> [Task prompt]: Render every item below as a numbered list, leaving out any blank lines.

> [Coordinate annotation items]:
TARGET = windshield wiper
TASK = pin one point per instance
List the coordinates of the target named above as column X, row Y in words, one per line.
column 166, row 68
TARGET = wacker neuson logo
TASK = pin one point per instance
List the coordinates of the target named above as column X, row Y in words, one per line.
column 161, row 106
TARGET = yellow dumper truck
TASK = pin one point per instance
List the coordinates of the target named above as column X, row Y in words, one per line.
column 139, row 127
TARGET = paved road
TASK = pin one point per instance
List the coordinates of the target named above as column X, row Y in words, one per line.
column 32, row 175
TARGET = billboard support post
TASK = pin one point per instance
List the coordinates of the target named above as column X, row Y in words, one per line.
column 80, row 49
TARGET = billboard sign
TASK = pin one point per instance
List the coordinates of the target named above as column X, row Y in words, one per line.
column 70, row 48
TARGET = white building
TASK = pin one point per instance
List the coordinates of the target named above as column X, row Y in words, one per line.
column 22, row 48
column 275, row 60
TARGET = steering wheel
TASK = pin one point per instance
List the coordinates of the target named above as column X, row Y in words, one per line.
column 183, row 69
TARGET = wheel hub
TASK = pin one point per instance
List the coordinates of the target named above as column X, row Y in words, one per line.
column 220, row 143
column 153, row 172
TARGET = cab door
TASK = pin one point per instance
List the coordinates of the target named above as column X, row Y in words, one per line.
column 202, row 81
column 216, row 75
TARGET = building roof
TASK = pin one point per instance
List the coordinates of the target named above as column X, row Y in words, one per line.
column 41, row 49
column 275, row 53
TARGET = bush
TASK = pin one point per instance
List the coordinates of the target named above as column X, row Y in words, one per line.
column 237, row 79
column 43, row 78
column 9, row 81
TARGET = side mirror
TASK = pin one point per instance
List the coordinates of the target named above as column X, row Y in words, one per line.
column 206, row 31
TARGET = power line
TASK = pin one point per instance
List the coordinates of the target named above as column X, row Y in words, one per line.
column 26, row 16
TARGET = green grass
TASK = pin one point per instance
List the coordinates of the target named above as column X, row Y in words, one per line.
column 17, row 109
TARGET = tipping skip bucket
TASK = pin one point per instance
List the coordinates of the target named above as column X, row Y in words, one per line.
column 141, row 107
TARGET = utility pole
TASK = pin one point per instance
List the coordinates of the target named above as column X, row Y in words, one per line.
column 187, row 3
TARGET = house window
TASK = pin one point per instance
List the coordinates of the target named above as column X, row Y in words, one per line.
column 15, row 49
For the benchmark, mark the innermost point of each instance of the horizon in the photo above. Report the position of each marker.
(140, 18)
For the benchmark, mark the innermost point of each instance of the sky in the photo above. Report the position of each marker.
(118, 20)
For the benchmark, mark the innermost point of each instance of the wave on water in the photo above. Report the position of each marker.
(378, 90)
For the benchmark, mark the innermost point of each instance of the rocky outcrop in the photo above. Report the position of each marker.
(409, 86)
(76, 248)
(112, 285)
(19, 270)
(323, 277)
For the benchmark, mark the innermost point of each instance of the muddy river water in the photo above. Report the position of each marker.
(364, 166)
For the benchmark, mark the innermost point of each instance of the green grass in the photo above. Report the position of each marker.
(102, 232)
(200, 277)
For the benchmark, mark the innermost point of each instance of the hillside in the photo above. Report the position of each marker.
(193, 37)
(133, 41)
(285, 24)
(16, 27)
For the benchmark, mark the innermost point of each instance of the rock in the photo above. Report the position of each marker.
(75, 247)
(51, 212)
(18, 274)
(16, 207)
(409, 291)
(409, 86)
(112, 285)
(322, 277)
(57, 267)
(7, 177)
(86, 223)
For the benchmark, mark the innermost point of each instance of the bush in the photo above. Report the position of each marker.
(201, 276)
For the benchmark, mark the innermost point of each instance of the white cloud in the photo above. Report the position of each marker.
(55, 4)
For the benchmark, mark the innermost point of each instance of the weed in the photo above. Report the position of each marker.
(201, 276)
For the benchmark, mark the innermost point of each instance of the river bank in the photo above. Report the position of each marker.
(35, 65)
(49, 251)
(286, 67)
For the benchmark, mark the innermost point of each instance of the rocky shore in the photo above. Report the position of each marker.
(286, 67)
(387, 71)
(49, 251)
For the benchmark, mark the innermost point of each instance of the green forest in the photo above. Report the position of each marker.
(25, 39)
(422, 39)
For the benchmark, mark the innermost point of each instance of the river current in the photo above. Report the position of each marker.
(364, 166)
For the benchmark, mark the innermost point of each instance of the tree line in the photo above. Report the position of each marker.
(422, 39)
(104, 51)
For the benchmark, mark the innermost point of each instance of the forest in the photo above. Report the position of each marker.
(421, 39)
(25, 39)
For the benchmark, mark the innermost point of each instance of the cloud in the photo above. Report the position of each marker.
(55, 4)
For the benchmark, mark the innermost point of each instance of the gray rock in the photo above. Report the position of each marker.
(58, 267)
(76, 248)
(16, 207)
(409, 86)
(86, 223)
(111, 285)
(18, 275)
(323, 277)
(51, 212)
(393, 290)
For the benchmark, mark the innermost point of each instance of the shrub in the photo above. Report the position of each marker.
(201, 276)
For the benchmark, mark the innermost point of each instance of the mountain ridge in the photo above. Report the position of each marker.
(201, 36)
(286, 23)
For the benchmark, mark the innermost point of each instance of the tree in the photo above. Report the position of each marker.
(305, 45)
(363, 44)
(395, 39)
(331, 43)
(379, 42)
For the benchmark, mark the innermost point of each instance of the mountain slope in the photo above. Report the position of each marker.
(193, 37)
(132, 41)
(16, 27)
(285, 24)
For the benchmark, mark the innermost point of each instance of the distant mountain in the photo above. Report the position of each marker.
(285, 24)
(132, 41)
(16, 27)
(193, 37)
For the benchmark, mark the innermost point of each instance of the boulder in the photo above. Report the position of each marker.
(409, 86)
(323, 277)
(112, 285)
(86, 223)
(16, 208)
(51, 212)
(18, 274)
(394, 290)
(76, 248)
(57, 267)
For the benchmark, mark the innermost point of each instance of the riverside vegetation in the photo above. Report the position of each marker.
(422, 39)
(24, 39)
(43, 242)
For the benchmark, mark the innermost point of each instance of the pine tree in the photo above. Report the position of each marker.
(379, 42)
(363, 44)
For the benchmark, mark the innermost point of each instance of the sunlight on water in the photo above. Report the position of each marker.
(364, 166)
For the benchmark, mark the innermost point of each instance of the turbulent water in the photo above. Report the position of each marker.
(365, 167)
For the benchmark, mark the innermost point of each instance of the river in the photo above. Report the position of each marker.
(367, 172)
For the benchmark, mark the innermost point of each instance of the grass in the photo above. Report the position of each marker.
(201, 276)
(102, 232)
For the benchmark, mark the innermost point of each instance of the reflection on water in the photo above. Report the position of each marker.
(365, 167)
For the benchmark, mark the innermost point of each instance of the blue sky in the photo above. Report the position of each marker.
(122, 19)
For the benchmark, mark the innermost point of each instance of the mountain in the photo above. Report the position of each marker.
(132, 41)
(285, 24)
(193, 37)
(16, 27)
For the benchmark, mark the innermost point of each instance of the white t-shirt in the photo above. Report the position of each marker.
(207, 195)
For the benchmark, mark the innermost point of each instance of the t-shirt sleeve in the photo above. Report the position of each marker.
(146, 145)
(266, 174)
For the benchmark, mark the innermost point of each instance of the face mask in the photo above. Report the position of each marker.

> [Task solution]:
1. TARGET = windshield wiper
2. TASK = pin one point per instance
3. List the coordinates of the target named above as column X, row Y in words, one per line.
4. column 166, row 68
5. TARGET = wacker neuson logo
6. TASK = pin one point per instance
7. List the coordinates of the target named above as column X, row Y in words, one per line.
8. column 161, row 106
9. TARGET = yellow dumper truck
10. TASK = pin one point per instance
11. List the coordinates of the target named above as column X, row Y in words, one per line.
12. column 139, row 127
13. TARGET = paved road
14. TASK = pin one point per instance
15. List the coordinates of the target named above as column X, row Y in words, one per line.
16. column 32, row 175
17. TARGET = billboard support post
18. TASK = pin one point per instance
19. List the coordinates of the target named above as column X, row Y in words, one per line.
20. column 80, row 49
21. TARGET = billboard sign
22. TASK = pin one point per instance
23. List the coordinates of the target named above as column X, row Y in words, one per line.
24. column 70, row 48
25. TARGET = white building
26. TASK = pin one point per instance
27. List the coordinates of the target named above as column X, row Y in words, one per line.
28. column 22, row 48
29. column 275, row 60
30. TARGET = steering wheel
31. TASK = pin one point per instance
32. List the coordinates of the target named above as column X, row Y in words, one per line.
33. column 183, row 69
34. TARGET = wheel hub
35. TASK = pin one point per instance
36. List the coordinates of the target named above as column X, row Y in words, one per line.
37. column 220, row 143
38. column 153, row 172
39. TARGET = cab door
40. TASK = pin one point per instance
41. List the coordinates of the target named above as column X, row Y in words, one per line.
42. column 202, row 81
43. column 216, row 75
44. TARGET = building roof
45. TASK = pin one point per instance
46. List the coordinates of the target named above as column X, row Y in words, one per line.
47. column 41, row 49
48. column 275, row 53
49. TARGET = bush
50. TASK = pin one point per instance
51. List the coordinates of the target named above as column X, row Y in words, one per line.
52. column 237, row 79
53. column 43, row 78
54. column 9, row 81
55. TARGET = side mirror
56. TASK = pin one point per instance
57. List the coordinates of the target named above as column X, row Y in words, one per line.
58. column 206, row 31
59. TARGET = power line
60. TASK = pin one point per instance
61. List the coordinates of the target named above as column X, row Y in words, one per line.
62. column 26, row 16
63. TARGET = green grass
64. TASK = pin one point per instance
65. List the coordinates of the target named above as column X, row Y in words, one per line.
66. column 17, row 109
67. TARGET = tipping skip bucket
68. TASK = pin one point per instance
69. List the coordinates of the target named above as column X, row Y in words, one per line.
70. column 141, row 107
71. TARGET = utility pole
72. TASK = pin one point per instance
73. List the coordinates of the target named above as column X, row Y in words, one per line.
74. column 187, row 3
75. TARGET = house window
76. TASK = pin one point per instance
77. List the coordinates of the target named above as column X, row Y in words, one per line.
78. column 15, row 49
79. For the benchmark, mark the innermost point of each instance of the horizon in the photo above. Report the position of each marker.
80. (140, 18)
81. For the benchmark, mark the innermost point of each instance of the sky in the photo above. Report the position of each marker.
82. (118, 20)
83. For the benchmark, mark the innermost point of each instance of the wave on water in the photo above. Report the position of each marker.
84. (378, 90)
85. For the benchmark, mark the innermost point of each instance of the rocky outcrop in the photo above. Report the position of each marker.
86. (409, 86)
87. (76, 248)
88. (112, 285)
89. (19, 270)
90. (323, 277)
91. For the benchmark, mark the innermost point of each instance of the muddy river water in the photo above. Report the position of each marker.
92. (364, 166)
93. For the benchmark, mark the innermost point of each instance of the green grass in the photo above. Report the position of each marker.
94. (102, 232)
95. (200, 277)
96. For the benchmark, mark the innermost point of each instance of the hillside in the photo above. Report the position of each marker.
97. (193, 37)
98. (133, 41)
99. (285, 24)
100. (16, 27)
101. For the benchmark, mark the innermost point of each instance of the rock in the photo above. Report the position of each marker.
102. (75, 247)
103. (51, 212)
104. (18, 274)
105. (16, 207)
106. (409, 291)
107. (409, 86)
108. (112, 285)
109. (322, 277)
110. (57, 267)
111. (7, 177)
112. (86, 223)
113. For the benchmark, mark the innermost point of each instance of the bush in the photo above. Report the position of each marker.
114. (201, 276)
115. For the benchmark, mark the innermost point of each instance of the white cloud in the photo above. Report the position of each marker.
116. (55, 4)
117. For the benchmark, mark the innermost point of each instance of the weed in the photo above. Report the position of each marker.
118. (201, 276)
119. For the benchmark, mark the innermost point of each instance of the river bank in the photo above. Report the position of each marker.
120. (35, 65)
121. (49, 251)
122. (286, 67)
123. For the benchmark, mark the innermost point of each instance of the rocky shore in the photo above. Report the position of each marker.
124. (286, 67)
125. (387, 71)
126. (49, 251)
127. For the benchmark, mark the innermost point of each instance of the green forest in the photo above. Report the position of each marker.
128. (25, 39)
129. (422, 39)
130. For the benchmark, mark the innermost point of each instance of the river current in the photo above. Report the position of each marker.
131. (364, 166)
132. For the benchmark, mark the innermost point of each instance of the tree line in the photo above. Report the position of each marker.
133. (422, 39)
134. (104, 51)
135. For the benchmark, mark the innermost point of each instance of the forest in the photo above. Report the position of each marker.
136. (421, 39)
137. (25, 39)
138. For the benchmark, mark the innermost point of each instance of the cloud in the photo above. Report the position of each marker.
139. (55, 4)
140. For the benchmark, mark the innermost point of each instance of the gray rock in the photo above. Report the position of each marker.
141. (58, 267)
142. (76, 248)
143. (16, 207)
144. (409, 86)
145. (86, 223)
146. (111, 285)
147. (18, 275)
148. (323, 277)
149. (51, 212)
150. (393, 290)
151. For the benchmark, mark the innermost point of each instance of the shrub in the photo above. Report the position of each marker.
152. (201, 276)
153. For the benchmark, mark the innermost point of each instance of the mountain ridge in the photo above. Report the position of each marker.
154. (201, 36)
155. (286, 23)
156. For the benchmark, mark the innermost point of each instance of the tree in the photo above. Report the position of each marker.
157. (305, 45)
158. (363, 44)
159. (395, 39)
160. (331, 43)
161. (379, 42)
162. For the benchmark, mark the innermost point of each instance of the mountain slope in the photo above. Report the position of each marker.
163. (193, 37)
164. (132, 41)
165. (16, 27)
166. (285, 24)
167. For the benchmark, mark the innermost point of each instance of the distant mountain in the photo above. Report the position of each marker.
168. (285, 24)
169. (132, 41)
170. (16, 27)
171. (193, 37)
172. For the benchmark, mark the innermost point of each instance of the boulder in the photo above. Report the position of each marker.
173. (409, 86)
174. (323, 277)
175. (112, 285)
176. (86, 223)
177. (16, 208)
178. (51, 212)
179. (18, 274)
180. (394, 290)
181. (76, 248)
182. (57, 267)
183. For the benchmark, mark the innermost point of each instance of the riverside vegetation in the photo above. Report the position of each marker.
184. (422, 39)
185. (24, 39)
186. (43, 242)
187. For the benchmark, mark the innermost point of each instance of the pine tree in the photo above. Report the position of each marker.
188. (379, 42)
189. (363, 44)
190. For the benchmark, mark the innermost point of each instance of the sunlight on water in the photo above. Report the position of each marker.
191. (364, 166)
192. For the benchmark, mark the innermost point of each instance of the turbulent water in the photo above. Report the position of each marker.
193. (365, 167)
194. For the benchmark, mark the innermost point of each instance of the river in the photo above. Report the position of each marker.
195. (367, 172)
196. For the benchmark, mark the innermost point of each instance of the grass in the photo above. Report the position of each marker.
197. (201, 276)
198. (102, 232)
199. For the benchmark, mark the innermost point of each instance of the reflection on water in the photo above. Report the position of each marker.
200. (365, 167)
201. For the benchmark, mark the innermost point of each instance of the blue sky in the photo above. Report the position of each marker.
202. (122, 19)
203. For the benchmark, mark the innermost point of each instance of the mountain in the photo above. Report the position of each marker.
204. (132, 41)
205. (285, 24)
206. (193, 37)
207. (16, 27)
208. For the benchmark, mark the innermost point of each instance of the white t-shirt in the photo above. Report the position of each marker.
209. (207, 195)
210. For the benchmark, mark the innermost point of each instance of the t-shirt sleeve in the photo above. Report the position of each marker.
211. (146, 145)
212. (266, 174)
213. For the benchmark, mark the innermost point of each instance of the face mask in the photo above. Report the position of each marker.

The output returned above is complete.